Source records

════════════════════

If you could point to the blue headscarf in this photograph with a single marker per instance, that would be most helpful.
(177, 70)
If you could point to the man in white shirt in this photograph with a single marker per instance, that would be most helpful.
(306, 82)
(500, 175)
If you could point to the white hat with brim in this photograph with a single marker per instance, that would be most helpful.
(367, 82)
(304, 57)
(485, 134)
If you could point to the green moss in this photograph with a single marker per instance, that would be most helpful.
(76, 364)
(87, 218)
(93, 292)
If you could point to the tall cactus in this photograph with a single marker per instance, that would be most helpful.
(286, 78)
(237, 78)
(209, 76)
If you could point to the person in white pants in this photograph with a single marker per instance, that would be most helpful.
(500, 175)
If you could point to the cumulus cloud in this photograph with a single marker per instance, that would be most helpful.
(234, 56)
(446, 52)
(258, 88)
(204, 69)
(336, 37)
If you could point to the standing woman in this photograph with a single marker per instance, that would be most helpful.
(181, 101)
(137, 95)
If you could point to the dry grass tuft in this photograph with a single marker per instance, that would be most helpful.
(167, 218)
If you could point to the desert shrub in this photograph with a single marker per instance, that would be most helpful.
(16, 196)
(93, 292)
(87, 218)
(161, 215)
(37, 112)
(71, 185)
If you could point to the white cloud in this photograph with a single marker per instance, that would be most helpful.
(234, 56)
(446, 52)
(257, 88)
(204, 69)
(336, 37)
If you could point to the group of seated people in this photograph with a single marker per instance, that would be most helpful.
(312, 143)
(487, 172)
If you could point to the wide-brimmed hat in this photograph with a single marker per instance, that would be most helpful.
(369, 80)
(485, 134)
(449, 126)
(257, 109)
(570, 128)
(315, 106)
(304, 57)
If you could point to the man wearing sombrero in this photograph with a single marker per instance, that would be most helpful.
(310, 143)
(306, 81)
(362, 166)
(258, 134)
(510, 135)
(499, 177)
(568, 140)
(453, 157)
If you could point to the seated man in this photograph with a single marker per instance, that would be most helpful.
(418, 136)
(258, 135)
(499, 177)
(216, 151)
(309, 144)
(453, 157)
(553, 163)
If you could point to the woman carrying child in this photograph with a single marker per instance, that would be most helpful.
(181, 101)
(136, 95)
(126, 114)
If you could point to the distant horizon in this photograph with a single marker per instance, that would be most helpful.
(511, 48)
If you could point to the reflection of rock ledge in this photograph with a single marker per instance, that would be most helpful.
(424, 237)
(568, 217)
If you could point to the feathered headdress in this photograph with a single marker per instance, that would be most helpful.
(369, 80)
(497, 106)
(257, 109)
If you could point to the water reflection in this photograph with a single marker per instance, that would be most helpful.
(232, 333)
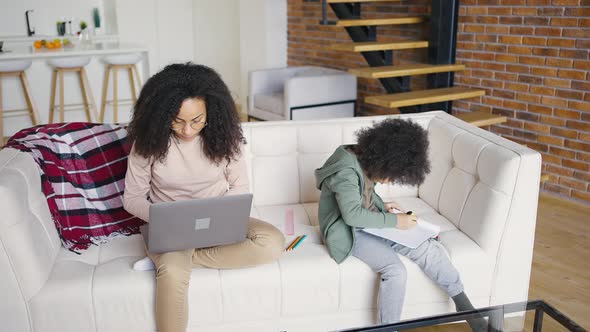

════════════════════

> Stated problem
Copy the material above line for line, changing nothing, and leave out the picture.

> Answer
If you could point to the blue headscarf in this photograph with a single marker per instance, that would be most helpful.
(177, 70)
If you could point to the man in white shirt in this photograph with a single marker per instance, that would be most helpful.
(306, 82)
(500, 175)
If you could point to the white hat with brim in this photograph with a single marker per instance, that would be most helpful.
(367, 82)
(304, 57)
(485, 134)
If you could point to the green moss in this photograph with a single marker per instance, that would be most helpful.
(76, 364)
(87, 218)
(93, 292)
If you could point to the tall cactus in this photograph with a single marker per instance, that would be most helpful.
(286, 78)
(237, 78)
(209, 76)
If you could point to the person in white pants in this photograph with a single marker per instance, that would be most helpful.
(500, 175)
If you could point to the cumulus cloud in this photograph with a single marker per instance, that would be most helpful.
(234, 56)
(446, 52)
(258, 88)
(204, 69)
(336, 37)
If you could point to the standing woman in this photograph with a single marker per instance, that would be most helpful.
(181, 101)
(137, 95)
If you could point to the dry grass tuft in this photograph with a single marker per instance, that would be most helpful.
(167, 218)
If you could point to the desert shrub in this photograph with a single marker per instance, that would be most helpful.
(16, 196)
(93, 292)
(87, 218)
(161, 215)
(37, 112)
(71, 185)
If you could point to the white cloud in this photograph with a single marker per instance, that would be most helpful.
(234, 56)
(446, 52)
(257, 88)
(204, 69)
(336, 37)
If you could point to the group of seated people in this photograph with a single marker per instance, that would be most helpful.
(312, 143)
(487, 172)
If you could point to the wide-brimmed hat in this photograph with a single marker per instance, that would be most helpful.
(369, 80)
(485, 134)
(449, 126)
(257, 109)
(570, 128)
(315, 106)
(304, 57)
If you could point to the man wearing sombrero in this photograph with a single marker per instance, that would be most helpful.
(310, 143)
(306, 81)
(362, 166)
(258, 134)
(510, 135)
(499, 177)
(568, 140)
(453, 157)
If you could point to the seated man in this photograph with a single marker per instance, that would be most helpful.
(418, 136)
(258, 135)
(499, 177)
(216, 151)
(309, 144)
(453, 157)
(553, 163)
If you could point to the woman carrying child in this photograph with a single marker per instance, that would be most helpful.
(181, 101)
(136, 95)
(126, 114)
If you could point to the distant horizon in this photograph with a single marker per instance, that would be most helpful.
(511, 48)
If you could point to the reflection of rock ledge in this photograph with a single marker per instance, that would be most helpful.
(424, 237)
(568, 217)
If you could point to the feathered headdress in this photograph with a single marker per instance, that would be most helpful.
(369, 80)
(497, 106)
(257, 109)
If you could point to the water reflection in this photograph with a single marker per instance, that would be most helpful.
(232, 333)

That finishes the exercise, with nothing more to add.